▸ Free-text object descriptions:

______

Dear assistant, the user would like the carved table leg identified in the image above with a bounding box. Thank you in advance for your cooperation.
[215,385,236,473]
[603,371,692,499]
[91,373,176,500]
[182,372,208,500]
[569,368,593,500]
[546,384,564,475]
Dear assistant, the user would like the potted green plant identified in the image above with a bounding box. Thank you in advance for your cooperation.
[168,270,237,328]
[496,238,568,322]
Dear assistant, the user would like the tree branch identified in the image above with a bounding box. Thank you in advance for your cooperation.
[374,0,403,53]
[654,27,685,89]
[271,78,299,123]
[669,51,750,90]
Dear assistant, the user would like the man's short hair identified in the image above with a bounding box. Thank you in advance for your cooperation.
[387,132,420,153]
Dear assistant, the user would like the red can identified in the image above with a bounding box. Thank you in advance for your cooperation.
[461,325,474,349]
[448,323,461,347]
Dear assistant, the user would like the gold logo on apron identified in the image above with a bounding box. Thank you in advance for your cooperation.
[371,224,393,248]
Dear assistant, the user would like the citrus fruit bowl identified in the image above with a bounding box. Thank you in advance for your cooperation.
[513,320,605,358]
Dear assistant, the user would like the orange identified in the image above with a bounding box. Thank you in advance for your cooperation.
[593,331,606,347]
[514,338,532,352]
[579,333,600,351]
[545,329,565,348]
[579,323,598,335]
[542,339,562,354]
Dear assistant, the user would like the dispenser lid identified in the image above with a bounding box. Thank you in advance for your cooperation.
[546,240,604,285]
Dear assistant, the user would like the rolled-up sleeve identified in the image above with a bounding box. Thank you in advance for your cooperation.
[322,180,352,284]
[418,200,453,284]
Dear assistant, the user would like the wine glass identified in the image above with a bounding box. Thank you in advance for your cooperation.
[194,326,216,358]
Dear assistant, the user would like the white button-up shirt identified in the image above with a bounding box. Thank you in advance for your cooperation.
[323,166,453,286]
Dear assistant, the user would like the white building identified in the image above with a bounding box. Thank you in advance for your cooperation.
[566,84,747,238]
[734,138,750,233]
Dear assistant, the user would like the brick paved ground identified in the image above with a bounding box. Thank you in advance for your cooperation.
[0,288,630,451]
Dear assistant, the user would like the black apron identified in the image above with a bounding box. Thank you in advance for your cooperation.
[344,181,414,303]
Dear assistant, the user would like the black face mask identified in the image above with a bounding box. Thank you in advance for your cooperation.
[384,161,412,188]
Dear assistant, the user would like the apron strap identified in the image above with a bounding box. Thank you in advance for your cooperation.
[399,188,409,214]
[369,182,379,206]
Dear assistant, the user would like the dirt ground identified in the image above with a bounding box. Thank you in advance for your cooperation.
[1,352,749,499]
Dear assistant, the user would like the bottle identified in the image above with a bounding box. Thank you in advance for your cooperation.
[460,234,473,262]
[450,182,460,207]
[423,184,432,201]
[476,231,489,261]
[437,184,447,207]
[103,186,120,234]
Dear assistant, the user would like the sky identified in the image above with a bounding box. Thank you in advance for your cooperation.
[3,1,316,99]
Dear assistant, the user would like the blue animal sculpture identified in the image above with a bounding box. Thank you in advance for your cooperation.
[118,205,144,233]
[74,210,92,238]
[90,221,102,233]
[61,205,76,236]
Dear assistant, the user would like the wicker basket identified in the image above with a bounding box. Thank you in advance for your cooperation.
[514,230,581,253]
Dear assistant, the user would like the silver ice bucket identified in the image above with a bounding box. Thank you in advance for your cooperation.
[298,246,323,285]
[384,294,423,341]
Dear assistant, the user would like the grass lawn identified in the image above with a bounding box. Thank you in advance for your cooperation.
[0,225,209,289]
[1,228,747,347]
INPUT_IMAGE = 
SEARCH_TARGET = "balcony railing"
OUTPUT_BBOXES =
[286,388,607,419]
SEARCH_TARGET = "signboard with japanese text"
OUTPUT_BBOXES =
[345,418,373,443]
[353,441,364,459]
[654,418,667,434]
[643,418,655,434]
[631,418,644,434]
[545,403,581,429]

______

▸ YOUR OBJECTIVE:
So that nothing is lost, please repeat all of the entries exactly.

▸ ANSWER BOX:
Dear assistant, the user would like the carved table leg identified in the image above with a bounding box. Thank you in advance for your cooperation.
[215,385,236,473]
[603,371,692,499]
[91,373,176,500]
[182,372,208,500]
[569,368,593,500]
[546,384,564,475]
Dear assistant, the user would like the potted green plant identified in the image above with a bounding box. Thank you in advance for your cooperation.
[168,270,237,328]
[496,238,568,322]
Dear assistant, the user would like the tree branch identified in the image above with a bounding box. Thank you in advance for your cooperation.
[374,0,403,53]
[654,27,685,89]
[271,78,299,123]
[669,51,750,90]
Dear assistant, the user would like the man's short hair identified in the image above with a bounding box. Thank you in advance for your cooperation.
[387,132,420,153]
Dear assistant, the user would like the red can identified in the image above with a bounding box. Thank you in advance for your cooperation.
[461,325,474,349]
[448,323,461,347]
Dear assistant, the user would like the gold logo on apron identified in the image above with a bounding box. Thank you in advance for your cooperation.
[371,224,393,248]
Dear assistant, the user would like the citrus fruit bowl identified in the image above with a bounding box. Thank you in advance for your cooperation.
[513,320,605,358]
Dear assistant, the user would like the orange identified in the image above with a bounding box. Thank you in advance for your cooperation.
[593,331,606,347]
[514,338,532,352]
[579,333,600,351]
[545,329,565,348]
[579,323,598,335]
[542,339,562,354]
Dear assistant, the user would like the dispenser lid identified in the image above with a bounding box. Thank you in advance for your cooperation.
[546,240,604,285]
Dear assistant, the user would like the rolled-up sleeve identified in the image above with a bounding box. Thank you in advance for your cooperation.
[322,180,352,284]
[418,200,453,284]
Dear assistant, the user would like the wine glass identified in the image above with a bounding box. Thank you in advance for your cooperation.
[194,326,216,358]
Dear assistant, the user would like the white button-up shirt identified in the image above with a bounding box. Thank you in advance for your cooperation.
[323,166,453,286]
Dear assistant, the user would like the white building identified in the image above with a bounding box. Thank you in advance for your cooperation.
[566,84,747,238]
[734,138,750,233]
Dear assistant, the user would like the brick paved ground identified in the image above with a bounding box. Thank you in advance for your cooperation.
[0,288,630,451]
Dear assistant, the user would like the black apron identified in the image above with a bounding box. Thank you in advance for your cooperation.
[344,181,414,303]
Dear assistant, the user would like the black face mask identified in the image above with a bounding box. Thank you in advance for your cooperation.
[384,161,412,188]
Dear assistant, the user would like the apron strap identified in the image above with a bounding box. Thank you in advance for your cooperation.
[399,188,409,214]
[369,182,379,206]
Dear assistant, the user would like the dirt ground identified in the image above with a bounding box. Thank you in advance for your cooperation.
[1,352,749,499]
Dear assistant, the user would like the bottle identified in the image above with a bounding box. Thank you in advance for your cooperation.
[460,234,473,262]
[450,182,460,207]
[423,184,432,201]
[476,231,489,261]
[437,184,447,207]
[103,186,120,234]
Dear assistant, the user would like the sky identified in the image above with a bounding box. Thank you in advance for your cooperation.
[3,1,316,99]
Dear assistant, the user would like the blue animal sculpture identified in the image above with a bounding box. Thank you in advance for your cooperation.
[118,205,144,233]
[74,210,92,238]
[90,221,102,233]
[61,205,76,236]
Dear assistant, the user would like the wicker basket identified in the image above with a bounding box. Thank you in advance for your cooperation.
[514,230,581,253]
Dear assistant, the user would like the silver ice bucket identified in the image above with a bounding box. Thank you in advance for your cooperation.
[298,246,323,285]
[384,294,423,341]
Dear assistant, the user would like the grass lawn identified in the image above with a bounding box. Thank you in advance for your cooperation.
[0,225,209,289]
[1,228,747,347]
INPUT_IMAGE = 
SEARCH_TARGET = "balcony railing"
OUTPUT_BBOXES =
[286,388,607,419]
SEARCH_TARGET = "signboard with japanese text"
OUTPUT_BBOXES =
[345,418,373,443]
[353,441,364,459]
[654,418,667,434]
[643,418,655,434]
[631,418,644,434]
[545,403,581,429]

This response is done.